Labeled area outline entries:
■ ■ ■ ■

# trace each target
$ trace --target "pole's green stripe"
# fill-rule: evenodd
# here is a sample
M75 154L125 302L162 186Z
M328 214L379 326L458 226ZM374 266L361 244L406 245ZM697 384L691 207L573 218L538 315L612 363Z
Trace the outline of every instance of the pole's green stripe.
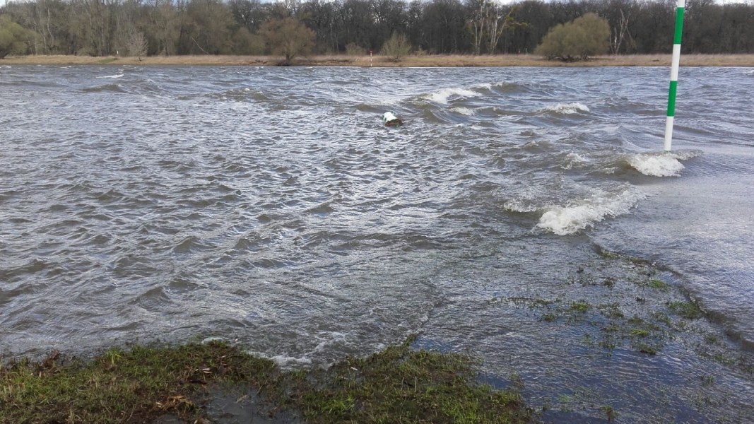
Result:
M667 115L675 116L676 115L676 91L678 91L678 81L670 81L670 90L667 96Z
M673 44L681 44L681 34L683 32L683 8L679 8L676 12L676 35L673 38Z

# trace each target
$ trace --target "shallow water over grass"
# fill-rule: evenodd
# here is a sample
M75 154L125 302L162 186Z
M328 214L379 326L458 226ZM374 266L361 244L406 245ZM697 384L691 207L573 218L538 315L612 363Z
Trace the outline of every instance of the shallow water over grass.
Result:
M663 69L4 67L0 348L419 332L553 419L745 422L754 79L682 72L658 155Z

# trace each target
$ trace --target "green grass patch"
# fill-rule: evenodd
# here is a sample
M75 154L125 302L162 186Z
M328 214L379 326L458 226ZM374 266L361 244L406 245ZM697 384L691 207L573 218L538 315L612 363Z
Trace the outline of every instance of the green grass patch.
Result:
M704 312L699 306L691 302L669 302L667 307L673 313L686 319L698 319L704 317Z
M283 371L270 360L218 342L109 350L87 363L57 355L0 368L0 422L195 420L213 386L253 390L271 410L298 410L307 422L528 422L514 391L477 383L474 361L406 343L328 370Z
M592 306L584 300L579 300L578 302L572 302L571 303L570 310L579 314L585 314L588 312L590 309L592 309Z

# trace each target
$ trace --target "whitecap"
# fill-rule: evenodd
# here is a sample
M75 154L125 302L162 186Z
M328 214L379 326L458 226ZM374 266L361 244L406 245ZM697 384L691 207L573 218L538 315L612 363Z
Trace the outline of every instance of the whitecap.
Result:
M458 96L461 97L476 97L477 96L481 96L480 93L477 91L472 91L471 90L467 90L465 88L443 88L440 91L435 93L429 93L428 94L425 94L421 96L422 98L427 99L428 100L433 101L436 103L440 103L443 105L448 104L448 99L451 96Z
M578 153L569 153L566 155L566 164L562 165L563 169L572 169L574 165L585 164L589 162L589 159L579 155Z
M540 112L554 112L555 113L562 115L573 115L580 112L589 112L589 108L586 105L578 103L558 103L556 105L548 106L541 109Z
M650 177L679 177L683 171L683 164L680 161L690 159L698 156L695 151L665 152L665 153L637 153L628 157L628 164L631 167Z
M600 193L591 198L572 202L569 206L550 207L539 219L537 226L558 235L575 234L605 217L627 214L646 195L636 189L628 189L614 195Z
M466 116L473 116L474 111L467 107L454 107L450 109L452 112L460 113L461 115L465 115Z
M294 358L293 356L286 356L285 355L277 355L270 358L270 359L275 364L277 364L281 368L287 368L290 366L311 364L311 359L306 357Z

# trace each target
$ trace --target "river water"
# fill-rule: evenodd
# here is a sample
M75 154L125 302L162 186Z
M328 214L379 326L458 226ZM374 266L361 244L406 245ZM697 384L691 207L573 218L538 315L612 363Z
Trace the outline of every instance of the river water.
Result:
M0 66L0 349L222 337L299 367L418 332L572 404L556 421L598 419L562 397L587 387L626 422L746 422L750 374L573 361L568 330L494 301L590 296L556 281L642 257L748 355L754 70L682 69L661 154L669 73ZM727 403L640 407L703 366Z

■ ■ ■ ■

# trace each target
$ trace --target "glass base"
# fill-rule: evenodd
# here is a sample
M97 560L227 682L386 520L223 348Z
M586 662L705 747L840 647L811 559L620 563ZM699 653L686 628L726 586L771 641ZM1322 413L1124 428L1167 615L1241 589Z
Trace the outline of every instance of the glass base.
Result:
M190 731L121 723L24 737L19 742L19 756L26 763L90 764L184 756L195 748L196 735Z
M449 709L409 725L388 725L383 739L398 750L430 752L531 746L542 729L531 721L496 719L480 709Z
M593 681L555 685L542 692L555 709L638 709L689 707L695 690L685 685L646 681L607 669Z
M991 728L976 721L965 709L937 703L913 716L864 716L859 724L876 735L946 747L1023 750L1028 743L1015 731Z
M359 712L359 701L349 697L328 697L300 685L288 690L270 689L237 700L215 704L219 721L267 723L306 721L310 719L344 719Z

■ ■ ■ ■

List every line in the data above that contains the word "over".

$ trace --target "shallow water over grass"
Trace the outline of every instance of the shallow water over grass.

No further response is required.